- Work required: Rewrite all of the data below with every "Please detect" replaced by "Find" and nothing else changed. Leave the pictures out.

Box-labeled dataset extracts

^^^^^^^^

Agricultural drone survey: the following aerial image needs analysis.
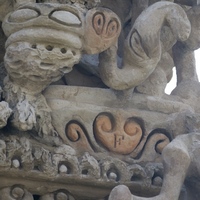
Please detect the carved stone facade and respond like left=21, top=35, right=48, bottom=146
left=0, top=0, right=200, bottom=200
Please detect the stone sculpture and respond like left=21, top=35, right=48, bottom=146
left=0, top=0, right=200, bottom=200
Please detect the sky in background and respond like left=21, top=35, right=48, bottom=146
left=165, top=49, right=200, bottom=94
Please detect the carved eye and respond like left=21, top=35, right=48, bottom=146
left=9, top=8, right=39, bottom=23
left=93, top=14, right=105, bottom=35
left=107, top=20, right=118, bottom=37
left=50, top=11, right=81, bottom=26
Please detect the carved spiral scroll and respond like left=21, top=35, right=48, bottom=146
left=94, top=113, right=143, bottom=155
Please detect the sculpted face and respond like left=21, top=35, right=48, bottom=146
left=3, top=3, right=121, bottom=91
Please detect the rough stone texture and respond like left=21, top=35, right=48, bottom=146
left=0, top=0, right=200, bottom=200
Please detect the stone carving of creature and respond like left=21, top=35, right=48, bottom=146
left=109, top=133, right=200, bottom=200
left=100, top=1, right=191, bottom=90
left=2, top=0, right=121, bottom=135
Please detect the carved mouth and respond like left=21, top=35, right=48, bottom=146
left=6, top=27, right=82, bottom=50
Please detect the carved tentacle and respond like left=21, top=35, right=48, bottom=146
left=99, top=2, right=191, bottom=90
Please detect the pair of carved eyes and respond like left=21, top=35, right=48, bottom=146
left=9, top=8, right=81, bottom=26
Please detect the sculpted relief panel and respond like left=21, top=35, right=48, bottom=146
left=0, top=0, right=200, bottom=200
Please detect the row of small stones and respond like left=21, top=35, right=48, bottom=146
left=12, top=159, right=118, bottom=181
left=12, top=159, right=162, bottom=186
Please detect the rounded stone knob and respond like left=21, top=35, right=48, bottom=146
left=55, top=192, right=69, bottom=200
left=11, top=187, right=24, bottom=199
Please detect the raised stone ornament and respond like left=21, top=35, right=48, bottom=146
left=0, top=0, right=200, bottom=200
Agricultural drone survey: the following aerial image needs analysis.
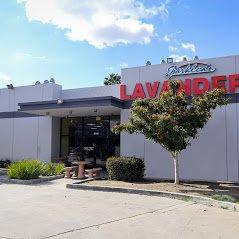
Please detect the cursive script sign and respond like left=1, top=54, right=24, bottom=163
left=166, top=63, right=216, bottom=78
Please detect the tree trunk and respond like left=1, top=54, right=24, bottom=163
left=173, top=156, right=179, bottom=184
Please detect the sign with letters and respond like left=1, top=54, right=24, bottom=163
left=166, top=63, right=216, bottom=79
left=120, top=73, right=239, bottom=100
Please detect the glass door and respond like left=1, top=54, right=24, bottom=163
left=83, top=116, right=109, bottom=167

^^^^^^^^

- Complete response:
Agricultural drone survey: the following aerial image needs analysis.
Find the carved stone facade and respond like left=21, top=35, right=48, bottom=146
left=0, top=0, right=200, bottom=200
Find the stone sculpture and respond like left=21, top=35, right=48, bottom=146
left=0, top=0, right=200, bottom=200
Find the sky in background and respond like left=21, top=35, right=48, bottom=146
left=165, top=49, right=200, bottom=94
Find the carved eye and respond like left=21, top=35, right=48, bottom=146
left=9, top=8, right=39, bottom=23
left=93, top=14, right=105, bottom=35
left=107, top=20, right=118, bottom=37
left=50, top=11, right=81, bottom=26
Find the carved spiral scroll and respond like left=21, top=35, right=48, bottom=146
left=94, top=113, right=143, bottom=155
Find the sculpted face and respond like left=21, top=35, right=48, bottom=146
left=3, top=3, right=121, bottom=91
Find the rough stone texture and respond like left=21, top=35, right=48, bottom=146
left=0, top=0, right=200, bottom=200
Find the stone carving of creature and respond like left=21, top=35, right=48, bottom=146
left=109, top=133, right=200, bottom=200
left=100, top=1, right=191, bottom=90
left=2, top=0, right=121, bottom=135
Find the carved mouth and respond like left=21, top=35, right=48, bottom=146
left=6, top=27, right=82, bottom=50
Find the carved tentacle and respond like left=21, top=35, right=48, bottom=146
left=99, top=2, right=191, bottom=90
Find the pair of carved eyes and respond like left=21, top=35, right=48, bottom=146
left=9, top=8, right=81, bottom=26
Find the sculpted relief panel and respond like left=21, top=35, right=48, bottom=146
left=0, top=0, right=200, bottom=200
Find the row of small stones and respond like left=21, top=35, right=48, bottom=146
left=12, top=159, right=118, bottom=181
left=12, top=159, right=162, bottom=186
Find the rounded stone knob and respond like left=21, top=35, right=48, bottom=146
left=55, top=192, right=69, bottom=200
left=11, top=187, right=24, bottom=199
Find the raised stone ornament and respond like left=21, top=35, right=48, bottom=146
left=0, top=0, right=200, bottom=200
Agricultural drone survey: the following aerial image needs analysis.
Find the cursive script sign and respond like left=1, top=54, right=24, bottom=163
left=166, top=63, right=216, bottom=78
Find the tree trunk and respond like left=1, top=54, right=24, bottom=163
left=173, top=156, right=179, bottom=184
Find the sign with letters and respond like left=1, top=54, right=24, bottom=163
left=166, top=63, right=216, bottom=79
left=120, top=73, right=239, bottom=100
Find the glass door and respond like left=1, top=54, right=24, bottom=163
left=83, top=116, right=109, bottom=167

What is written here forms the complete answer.